- **Assigned task**:
All the entries that follow are to be returned exactly.

- **Referring expression data**:
++++

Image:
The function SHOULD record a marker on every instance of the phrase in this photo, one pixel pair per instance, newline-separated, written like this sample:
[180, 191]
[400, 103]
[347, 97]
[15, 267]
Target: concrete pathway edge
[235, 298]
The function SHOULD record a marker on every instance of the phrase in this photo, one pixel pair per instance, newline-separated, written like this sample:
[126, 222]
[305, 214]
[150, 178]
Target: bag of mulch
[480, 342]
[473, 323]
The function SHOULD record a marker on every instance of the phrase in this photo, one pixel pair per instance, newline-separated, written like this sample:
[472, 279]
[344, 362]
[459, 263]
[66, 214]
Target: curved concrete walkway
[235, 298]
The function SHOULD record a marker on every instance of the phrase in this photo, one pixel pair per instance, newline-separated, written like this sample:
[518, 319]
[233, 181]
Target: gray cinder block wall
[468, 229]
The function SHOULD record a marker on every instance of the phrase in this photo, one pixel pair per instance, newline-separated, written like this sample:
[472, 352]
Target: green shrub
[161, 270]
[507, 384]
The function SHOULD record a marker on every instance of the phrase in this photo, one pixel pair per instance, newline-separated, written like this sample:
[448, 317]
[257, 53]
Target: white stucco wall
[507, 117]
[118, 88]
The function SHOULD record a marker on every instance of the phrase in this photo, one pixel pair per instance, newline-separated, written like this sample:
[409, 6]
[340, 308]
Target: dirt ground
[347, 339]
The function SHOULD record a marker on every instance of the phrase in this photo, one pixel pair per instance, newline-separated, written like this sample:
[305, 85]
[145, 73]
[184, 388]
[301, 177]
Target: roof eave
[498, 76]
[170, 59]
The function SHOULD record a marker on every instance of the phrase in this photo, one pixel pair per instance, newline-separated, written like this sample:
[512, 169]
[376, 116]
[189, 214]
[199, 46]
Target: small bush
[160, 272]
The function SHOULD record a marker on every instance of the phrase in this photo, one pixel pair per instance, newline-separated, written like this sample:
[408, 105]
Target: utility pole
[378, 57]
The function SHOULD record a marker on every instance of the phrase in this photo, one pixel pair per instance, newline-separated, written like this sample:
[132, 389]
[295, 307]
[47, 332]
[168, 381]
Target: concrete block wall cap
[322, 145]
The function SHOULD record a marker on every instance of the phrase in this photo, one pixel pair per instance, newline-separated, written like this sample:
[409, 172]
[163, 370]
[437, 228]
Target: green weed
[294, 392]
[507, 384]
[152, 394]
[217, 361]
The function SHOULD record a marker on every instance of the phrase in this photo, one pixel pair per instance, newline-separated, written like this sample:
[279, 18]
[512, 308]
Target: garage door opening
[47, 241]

++++

- **Result of the task**:
Image:
The function SHOULD record a marker on every instance of the phrase in this photo, one pixel pair per instance, newline-separated, written like this sample:
[180, 191]
[400, 103]
[347, 97]
[15, 267]
Target: concrete pathway edge
[235, 298]
The function SHOULD record a marker on every instance of the phrase in this photo, one pixel pair per instance, newline-separated, written like this sample:
[126, 222]
[305, 214]
[150, 178]
Target: bag of mulch
[480, 342]
[473, 323]
The function SHOULD record a marker on every instance of the phrase in this photo, one pixel pair per instance, newline-separated, written like this sample:
[472, 279]
[344, 362]
[459, 263]
[66, 214]
Target: curved concrete walkway
[235, 298]
The function SHOULD record a marker on every instance of the phrase in this photo, one pixel pair per instance, newline-separated, written like this sample:
[518, 319]
[233, 181]
Target: gray cinder block wall
[468, 229]
The function SHOULD record a marker on every instance of the phrase in this photo, one pixel pair per instance, newline-separated, written like this sample:
[472, 352]
Target: green shrub
[161, 270]
[507, 384]
The function SHOULD record a marker on every instance of the phrase in this photo, one pixel pair per instance, newline-separated, written like this sample:
[448, 317]
[257, 53]
Target: white stucco wall
[507, 117]
[118, 88]
The function SHOULD record a marker on every instance of the phrase in this photo, one pixel pair per instance, newline-separated, written like this sample:
[409, 6]
[340, 308]
Target: dirt ground
[347, 339]
The function SHOULD record a marker on every instance of the phrase in this photo, one pixel pair per instance, newline-separated, written like this sample:
[305, 85]
[145, 73]
[184, 388]
[301, 177]
Target: roof eave
[498, 76]
[170, 59]
The function SHOULD record a marker on every instance of the phrase in this photo, one pixel pair per instance, newline-separated, written like this sample:
[512, 169]
[376, 116]
[189, 214]
[199, 46]
Target: small bush
[160, 272]
The function SHOULD record a marker on every instance of the phrase in this photo, one pixel pair per instance, newline-separated, written like this sample:
[408, 105]
Target: utility pole
[378, 57]
The function SHOULD record a marker on every instance of the phrase in this photo, one pixel pair per instance, newline-separated, written like this sample:
[132, 389]
[295, 307]
[47, 332]
[168, 381]
Target: concrete block wall cap
[322, 145]
The function SHOULD record a marker on every instance of the phrase in this photo, one pixel pair per instance, newline-separated, written like this sample:
[409, 172]
[163, 370]
[437, 228]
Target: green weed
[294, 392]
[507, 384]
[152, 394]
[217, 361]
The function SHOULD record a marker on every instance of the phrase in this photo, one pixel pair per instance, newline-separated, written like this sample:
[279, 18]
[512, 308]
Target: garage door opening
[47, 241]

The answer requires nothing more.